COMPLETE THE FOLLOWING:
**1)** Decide whether each statement below agrees with the list of human universals. For (a), (b), and (c), answer yes or no and quote the words of the list that settle it.
(a) People tend to compare themselves with others.
(b) A friend has to be a human being.
(c) Recreation takes place in the time left over from work.
**2)** Carry on the list of human universals from its final bullet, keeping its headings, bullet points, and first-person plural voice.

TEXT SHOWN:
>>>

Philosodata: Human Universals

NOTE: This is a list of what people all seem to do. We could argue about outliers, but barring mental illness, everyone seems to do these things. There are plenty more, but I created this list to prove that we’re not completely unrelated to one another.

Abstractions

Aesthetics

  • We concern ourselves with the function and appearance of things, then assign graded qualities to them.
  • We create captured images of reality, repetitive elements like music and poetry, and written or spoken stories.
  • This aesthetic bleeds into our sense of identity, and we adorn ourselves with clothing, icons, hair fashions, and piercings that reflect it.

Affection

  • We send and receive affection, often as expressions of love.
  • We use endearing terms like nicknames and recognize people by their faces.
  • When we’ve found someone to share affection with for the rest of our life, we get married, and even societies that treat it like a business transaction still expect them to coexist.
  • We constantly redirect that attachment to others towards things that represent human-like traits, as well as to strangers.

Amusement

  • We use the leftover time from our work to recreate.
  • Our recreation can include imitating reality with games, consuming stories from others, listening or dancing to music, or partaking in play and humor.

Change

Comparisons

  • We’re perpetually making “like” comparisons to things, from stories to logic.
  • Our comparisons express in language as analogies and metaphors.
  • Beyond our environment, we also tend to compare ourselves with others, and our relationships with other relationships.
  • This often inspires us to compete with others, for work and play.

Conflicts

  • We all possess different points of view and opinions, which clash against each other.
  • First, they clash against our understanding inside our minds.
  • Then, we push against others around us with our beliefs.
  • Taken far enough, multiple groups will oppose each other.

Companionship

  • We all need friends, even if they’re non-human or merely in our imagination.
  • Consuming stories or religious devotion frequently serves as a reliable proxy for friendship.

Conscious/Subconscious

  • We’re all ridiculously unaware of most of our thoughts.

<<<

GIVEN INFORMATION:

>>>

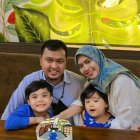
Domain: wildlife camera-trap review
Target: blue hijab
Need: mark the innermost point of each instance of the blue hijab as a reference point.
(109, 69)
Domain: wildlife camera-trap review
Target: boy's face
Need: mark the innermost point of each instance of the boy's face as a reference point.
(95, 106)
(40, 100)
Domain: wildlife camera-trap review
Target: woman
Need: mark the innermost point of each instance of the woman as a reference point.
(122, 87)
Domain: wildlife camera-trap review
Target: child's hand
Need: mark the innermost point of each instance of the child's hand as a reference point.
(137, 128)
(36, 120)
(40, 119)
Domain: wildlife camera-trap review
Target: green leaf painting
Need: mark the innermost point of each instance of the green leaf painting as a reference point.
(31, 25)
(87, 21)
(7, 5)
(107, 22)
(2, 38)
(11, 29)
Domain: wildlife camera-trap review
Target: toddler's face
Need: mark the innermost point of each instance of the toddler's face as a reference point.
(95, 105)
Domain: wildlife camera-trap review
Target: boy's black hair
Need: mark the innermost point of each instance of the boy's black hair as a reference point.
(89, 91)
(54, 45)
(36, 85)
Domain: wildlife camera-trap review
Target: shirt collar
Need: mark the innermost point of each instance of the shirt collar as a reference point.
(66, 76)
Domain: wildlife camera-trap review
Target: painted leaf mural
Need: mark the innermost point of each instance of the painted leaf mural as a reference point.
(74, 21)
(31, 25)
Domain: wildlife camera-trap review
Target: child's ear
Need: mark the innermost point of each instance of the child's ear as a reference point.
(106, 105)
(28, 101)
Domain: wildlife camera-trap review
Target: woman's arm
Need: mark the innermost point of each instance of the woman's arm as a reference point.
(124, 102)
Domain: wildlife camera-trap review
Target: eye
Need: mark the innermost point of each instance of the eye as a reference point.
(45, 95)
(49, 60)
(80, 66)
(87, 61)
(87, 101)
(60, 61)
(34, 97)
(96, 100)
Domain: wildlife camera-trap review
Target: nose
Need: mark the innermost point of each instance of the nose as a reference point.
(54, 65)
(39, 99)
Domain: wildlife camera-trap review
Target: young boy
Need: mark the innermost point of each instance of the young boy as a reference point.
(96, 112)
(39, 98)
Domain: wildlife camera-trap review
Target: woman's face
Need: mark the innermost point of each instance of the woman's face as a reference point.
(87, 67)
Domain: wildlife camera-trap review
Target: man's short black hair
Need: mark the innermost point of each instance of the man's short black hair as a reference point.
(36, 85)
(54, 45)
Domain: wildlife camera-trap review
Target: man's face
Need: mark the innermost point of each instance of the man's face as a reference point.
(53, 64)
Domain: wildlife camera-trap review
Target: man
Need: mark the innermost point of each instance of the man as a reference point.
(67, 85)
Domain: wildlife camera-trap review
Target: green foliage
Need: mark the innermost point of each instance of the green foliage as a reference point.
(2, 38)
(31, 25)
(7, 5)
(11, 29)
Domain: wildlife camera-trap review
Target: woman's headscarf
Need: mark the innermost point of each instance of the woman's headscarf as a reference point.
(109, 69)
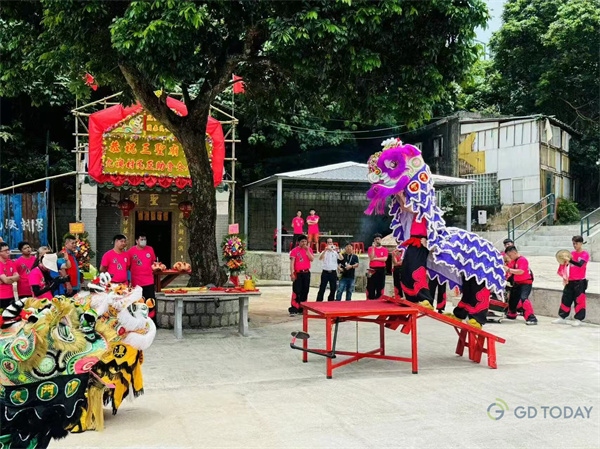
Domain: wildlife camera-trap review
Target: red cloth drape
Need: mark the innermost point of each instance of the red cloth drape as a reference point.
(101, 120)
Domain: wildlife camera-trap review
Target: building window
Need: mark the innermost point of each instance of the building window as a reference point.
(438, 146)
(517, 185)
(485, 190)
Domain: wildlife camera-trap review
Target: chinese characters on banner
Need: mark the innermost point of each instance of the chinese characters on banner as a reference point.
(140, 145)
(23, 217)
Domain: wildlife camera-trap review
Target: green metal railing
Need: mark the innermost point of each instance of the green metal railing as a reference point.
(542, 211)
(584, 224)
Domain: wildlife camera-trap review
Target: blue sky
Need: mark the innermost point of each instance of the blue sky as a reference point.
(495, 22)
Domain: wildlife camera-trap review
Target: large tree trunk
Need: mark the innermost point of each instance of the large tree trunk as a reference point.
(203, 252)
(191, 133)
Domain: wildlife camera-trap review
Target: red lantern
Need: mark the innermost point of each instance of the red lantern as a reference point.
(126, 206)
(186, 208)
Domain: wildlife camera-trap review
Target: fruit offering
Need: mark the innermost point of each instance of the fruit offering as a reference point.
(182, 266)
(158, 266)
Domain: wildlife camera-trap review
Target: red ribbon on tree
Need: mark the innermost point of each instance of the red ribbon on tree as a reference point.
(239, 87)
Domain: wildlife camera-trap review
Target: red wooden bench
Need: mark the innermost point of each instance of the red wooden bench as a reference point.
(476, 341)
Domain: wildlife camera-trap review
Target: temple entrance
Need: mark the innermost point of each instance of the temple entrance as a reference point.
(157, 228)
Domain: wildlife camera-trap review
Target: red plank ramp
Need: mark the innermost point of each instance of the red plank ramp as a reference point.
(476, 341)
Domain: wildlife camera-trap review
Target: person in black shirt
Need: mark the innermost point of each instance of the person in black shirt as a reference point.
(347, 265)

<<<
>>>

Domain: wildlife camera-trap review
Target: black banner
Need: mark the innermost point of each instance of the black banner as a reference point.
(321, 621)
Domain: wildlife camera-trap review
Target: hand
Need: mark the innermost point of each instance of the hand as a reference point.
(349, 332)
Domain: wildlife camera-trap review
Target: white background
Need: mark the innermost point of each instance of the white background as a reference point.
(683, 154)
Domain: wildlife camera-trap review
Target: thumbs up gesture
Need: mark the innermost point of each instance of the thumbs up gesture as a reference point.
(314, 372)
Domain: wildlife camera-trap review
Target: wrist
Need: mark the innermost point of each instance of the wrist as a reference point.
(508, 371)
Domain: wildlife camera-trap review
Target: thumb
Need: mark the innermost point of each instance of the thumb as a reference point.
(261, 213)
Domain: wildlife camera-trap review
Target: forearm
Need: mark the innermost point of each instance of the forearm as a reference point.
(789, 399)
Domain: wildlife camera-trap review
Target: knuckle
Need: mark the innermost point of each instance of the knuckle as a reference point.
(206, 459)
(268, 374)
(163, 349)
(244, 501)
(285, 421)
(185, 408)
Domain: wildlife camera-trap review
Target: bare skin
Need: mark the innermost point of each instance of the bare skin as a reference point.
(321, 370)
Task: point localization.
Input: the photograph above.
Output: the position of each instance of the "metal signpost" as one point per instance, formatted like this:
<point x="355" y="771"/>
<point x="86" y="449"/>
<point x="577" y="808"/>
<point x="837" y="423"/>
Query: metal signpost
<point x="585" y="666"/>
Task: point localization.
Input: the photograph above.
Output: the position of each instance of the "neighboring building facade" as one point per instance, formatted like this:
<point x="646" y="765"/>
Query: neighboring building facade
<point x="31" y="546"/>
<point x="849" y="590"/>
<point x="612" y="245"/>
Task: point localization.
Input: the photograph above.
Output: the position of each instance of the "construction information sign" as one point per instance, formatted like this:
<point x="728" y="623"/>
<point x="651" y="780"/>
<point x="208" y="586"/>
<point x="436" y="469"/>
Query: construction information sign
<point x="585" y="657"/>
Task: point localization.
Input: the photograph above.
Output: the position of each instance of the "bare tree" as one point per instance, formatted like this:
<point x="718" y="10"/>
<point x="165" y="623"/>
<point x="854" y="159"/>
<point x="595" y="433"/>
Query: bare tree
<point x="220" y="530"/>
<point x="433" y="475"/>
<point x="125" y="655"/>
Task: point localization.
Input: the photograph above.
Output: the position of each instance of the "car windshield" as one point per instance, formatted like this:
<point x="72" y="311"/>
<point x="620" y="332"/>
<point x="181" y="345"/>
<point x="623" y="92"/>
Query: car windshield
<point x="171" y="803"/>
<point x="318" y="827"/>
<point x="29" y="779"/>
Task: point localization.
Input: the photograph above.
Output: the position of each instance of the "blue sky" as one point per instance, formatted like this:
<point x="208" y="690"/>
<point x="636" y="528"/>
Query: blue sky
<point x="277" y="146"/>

<<<
>>>

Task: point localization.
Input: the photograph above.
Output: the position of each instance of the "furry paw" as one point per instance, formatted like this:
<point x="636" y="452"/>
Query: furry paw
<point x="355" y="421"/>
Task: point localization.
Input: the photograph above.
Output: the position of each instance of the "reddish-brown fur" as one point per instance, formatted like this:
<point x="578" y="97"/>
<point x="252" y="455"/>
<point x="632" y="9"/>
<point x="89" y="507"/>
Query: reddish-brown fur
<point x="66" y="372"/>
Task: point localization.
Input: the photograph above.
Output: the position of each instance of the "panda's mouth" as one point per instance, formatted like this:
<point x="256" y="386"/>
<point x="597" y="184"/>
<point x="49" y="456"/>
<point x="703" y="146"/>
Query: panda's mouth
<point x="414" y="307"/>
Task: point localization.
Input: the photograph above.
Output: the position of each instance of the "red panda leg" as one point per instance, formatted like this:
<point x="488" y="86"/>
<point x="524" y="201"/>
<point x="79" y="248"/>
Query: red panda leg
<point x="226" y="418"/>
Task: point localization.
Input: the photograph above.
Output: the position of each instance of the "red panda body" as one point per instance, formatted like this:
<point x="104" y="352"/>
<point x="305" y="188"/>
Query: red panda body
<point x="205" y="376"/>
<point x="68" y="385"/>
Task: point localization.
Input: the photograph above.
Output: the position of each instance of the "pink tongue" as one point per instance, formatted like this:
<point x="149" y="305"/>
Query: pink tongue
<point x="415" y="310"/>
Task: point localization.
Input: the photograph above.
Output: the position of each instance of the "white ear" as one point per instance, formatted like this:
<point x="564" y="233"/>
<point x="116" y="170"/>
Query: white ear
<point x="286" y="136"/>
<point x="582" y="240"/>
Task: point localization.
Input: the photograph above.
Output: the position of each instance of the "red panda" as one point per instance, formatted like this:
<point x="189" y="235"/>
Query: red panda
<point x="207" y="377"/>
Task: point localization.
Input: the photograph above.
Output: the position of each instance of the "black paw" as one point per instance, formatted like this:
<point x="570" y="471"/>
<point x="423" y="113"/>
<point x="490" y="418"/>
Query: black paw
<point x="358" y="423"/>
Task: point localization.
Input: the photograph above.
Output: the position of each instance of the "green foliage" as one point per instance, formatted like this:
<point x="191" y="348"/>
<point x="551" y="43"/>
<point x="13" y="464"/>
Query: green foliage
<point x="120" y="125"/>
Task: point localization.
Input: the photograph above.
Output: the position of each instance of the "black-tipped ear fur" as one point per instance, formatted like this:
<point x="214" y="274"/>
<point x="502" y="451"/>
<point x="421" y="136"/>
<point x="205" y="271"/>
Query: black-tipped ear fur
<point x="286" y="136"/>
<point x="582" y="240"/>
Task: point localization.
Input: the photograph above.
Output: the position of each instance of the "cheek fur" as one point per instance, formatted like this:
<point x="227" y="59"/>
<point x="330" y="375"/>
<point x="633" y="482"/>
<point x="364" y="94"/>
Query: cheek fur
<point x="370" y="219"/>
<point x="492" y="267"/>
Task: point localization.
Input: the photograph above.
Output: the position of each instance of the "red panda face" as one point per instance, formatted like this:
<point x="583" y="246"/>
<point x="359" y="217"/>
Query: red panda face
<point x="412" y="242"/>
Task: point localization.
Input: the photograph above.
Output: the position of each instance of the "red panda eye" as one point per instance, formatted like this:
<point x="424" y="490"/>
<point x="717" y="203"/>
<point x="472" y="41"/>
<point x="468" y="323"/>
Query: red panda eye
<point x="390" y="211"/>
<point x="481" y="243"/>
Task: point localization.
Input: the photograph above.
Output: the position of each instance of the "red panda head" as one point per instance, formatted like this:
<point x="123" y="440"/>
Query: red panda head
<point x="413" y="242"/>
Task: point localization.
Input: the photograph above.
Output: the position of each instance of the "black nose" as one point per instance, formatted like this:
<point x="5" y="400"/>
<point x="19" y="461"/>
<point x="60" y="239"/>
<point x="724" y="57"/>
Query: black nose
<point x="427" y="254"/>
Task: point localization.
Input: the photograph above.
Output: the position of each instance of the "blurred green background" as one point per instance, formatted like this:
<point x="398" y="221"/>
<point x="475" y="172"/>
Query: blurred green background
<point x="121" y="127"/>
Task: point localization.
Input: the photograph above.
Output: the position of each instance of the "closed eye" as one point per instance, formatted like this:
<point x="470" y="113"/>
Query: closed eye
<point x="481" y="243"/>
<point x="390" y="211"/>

<<<

EXPECTED RESPONSES:
**1)**
(a) Yes: "we also tend to compare ourselves with others"
(b) No: "We all need friends, even if they’re non-human or merely in our imagination."
(c) Yes: "We use the leftover time from our work to recreate."

**2)**
  • Somewhere in the mix of it, we have a soul that makes decisions.

Decisions

  • We all make decisions based on an elaborate calculation that includes managing power and what we love.
  • We tend to hand those decisions to more powerful people as we conform to group standards.

Denying Death

Dreams

Expectations

  • We’re constantly looking to the future to predict, expect, and plan and have a mixed hope/fear about it.
  • We build traditions with others around consistent patterns.
  • We make promises based on our expectations of others and believe people and the surrounding environment will behave a certain way.
  • Further, we tend to believe that our expectations are the “best” way, and are suspicious of anything that breaks from it.

Exploration

Expressions

  • We use elaborate language to communicate ideas far more complex than our environment.
  • Experts of language can direct their image, and everyone else will consider them far more powerful than they are.
  • We use the same facial expressions when we feel fear, anger, contempt, disgust, happiness, and surprise.
  • We create body language and gestures to emphasize ourselves, often imitating our upbringing.
  • We impulsively cry and laugh to exclaim our thoughts.

Faith/Trust

Feelings

  • We experience a vast variety of feelings, which are the same feelings every other human feels, based on a reaction in the brain stem.
  • We’re happy when we don’t feel anything is wrong, scared when we don’t feel safe, angry when we feel injustice, sad when we feel loss, and hopeful when we believe something.
  • Our feelings are the basis for how we express sympathy and empathy.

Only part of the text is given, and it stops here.